The FIFA World Stars had several dangerous chances early in the game, as "Marvelous" Mercy Akide of Nigeria, Kim Sun Hui of North Korea and Hooper all had high quality shots on goal, but all were either saved by U.S. goalkeeper Briana Scurry or missed just wide. The spirited and physical match featured end-to-end play and great moments of individual brilliance by players from both sides.
U.S. midfielder Michelle Akers was knocked out of the match in the 16th minute when she collided with Linda Medalen of Norway while challenging for a head ball. Medalen inadvertently head-butted Akers as the two jumped, giving the USA's most veteran player a gash above her left eye that required four stitches and a trip to a nearby hospital for x-rays of a possible fracture to her left cheekbone. A fractured cheekbone could keep Akers out of action up to six weeks.
The USA had more than a few golden opportunities through the match, but both Goa and Swedish goalkeeper Ulrika Karlsson made brilliant saves to deny the Americans. The USA out-shot the World Stars 15-9 and had a nine corner-kicks to one margin, but it was Hooper's finishing that decided the match. The all-time leading scorer for Canada tied the match in the 55th minute, blasting her free-kick off the shoulder of Foudy who was standing in the U.S. wall. The ball changed direction and flew over U.S. goalkeeper Tracy Ducar, who had come on at halftime in place of Scurry.

Apply what you read
**A)** According to the match report, how many stitches did Michelle Akers need for the gash above her left eye?
**B)** Reproduce the match report word for word, starting with "The USA had" and going on through "place of Scurry.".

Data supplied
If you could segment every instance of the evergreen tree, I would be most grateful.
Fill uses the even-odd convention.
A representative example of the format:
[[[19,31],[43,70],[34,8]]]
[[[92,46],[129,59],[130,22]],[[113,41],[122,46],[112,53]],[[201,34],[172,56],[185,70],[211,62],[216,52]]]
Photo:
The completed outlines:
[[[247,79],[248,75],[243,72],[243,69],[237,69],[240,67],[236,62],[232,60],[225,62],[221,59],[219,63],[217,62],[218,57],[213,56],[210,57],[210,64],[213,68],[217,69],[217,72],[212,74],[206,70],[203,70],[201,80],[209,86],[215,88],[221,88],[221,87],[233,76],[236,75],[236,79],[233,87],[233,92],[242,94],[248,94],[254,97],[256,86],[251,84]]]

Answers per task
**A)** Four stitches.

**B)**
The USA had more than a few golden opportunities through the match, but both Goa and Swedish goalkeeper Ulrika Karlsson made brilliant saves to deny the Americans. The USA out-shot the World Stars 15-9 and had a nine corner-kicks to one margin, but it was Hooper's finishing that decided the match. The all-time leading scorer for Canada tied the match in the 55th minute, blasting her free-kick off the shoulder of Foudy who was standing in the U.S. wall. The ball changed direction and flew over U.S. goalkeeper Tracy Ducar, who had come on at halftime in place of Scurry.